== TEXT FOR ANALYSIS ==

The Chicago teachers strike is, arguably, the most important labor action to occur in a decade if not longer. At bottom, the issue is simple. Who will pay for the gross mismanagement represented by 30 years of pro-business economics? The Democrats are certainly the lesser of the two evils, but as the major’s intransigence shows, too many conservative Democratic are too willing to try to force teachers to pay for the sins of the fathers, in this case, ironically, that means, among other things, the Chicago school of economics. This is a test of raw political power against sheer ideological pigheadedness.
The theories advocated by Milton Friedman and his gang, with its freakish worship of so-called free markets and its irrational theory of rational choice, brought us to the verge of a second great depression. Thanks to Friedman’s policy grandchildren, now in power in the House, efforts to remedy the economic downturn through stimulus have been stymied. School districts, dependent on property taxes (and other federal, state, and local funding) have been doubly hit, first with the collapse of housing prices and then again with budget balancing economic policies cutting jobs and services.

===

__TASK REQUIREMENTS__. Can you reproduce the commentary on the Chicago teachers strike in full, word for word? The listing comes from a different source than the commentary on the Chicago teachers strike.

== DATA FOR REVIEW ==

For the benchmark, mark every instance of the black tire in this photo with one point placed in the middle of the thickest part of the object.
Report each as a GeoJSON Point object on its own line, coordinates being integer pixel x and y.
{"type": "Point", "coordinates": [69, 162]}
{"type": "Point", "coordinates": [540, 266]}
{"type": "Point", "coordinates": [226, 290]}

===

__ANSWER SECTION__.
The Chicago teachers strike is, arguably, the most important labor action to occur in a decade if not longer. At bottom, the issue is simple. Who will pay for the gross mismanagement represented by 30 years of pro-business economics? The Democrats are certainly the lesser of the two evils, but as the major’s intransigence shows, too many conservative Democratic are too willing to try to force teachers to pay for the sins of the fathers, in this case, ironically, that means, among other things, the Chicago school of economics. This is a test of raw political power against sheer ideological pigheadedness.
The theories advocated by Milton Friedman and his gang, with its freakish worship of so-called free markets and its irrational theory of rational choice, brought us to the verge of a second great depression. Thanks to Friedman’s policy grandchildren, now in power in the House, efforts to remedy the economic downturn through stimulus have been stymied. School districts, dependent on property taxes (and other federal, state, and local funding) have been doubly hit, first with the collapse of housing prices and then again with budget balancing economic policies cutting jobs and services.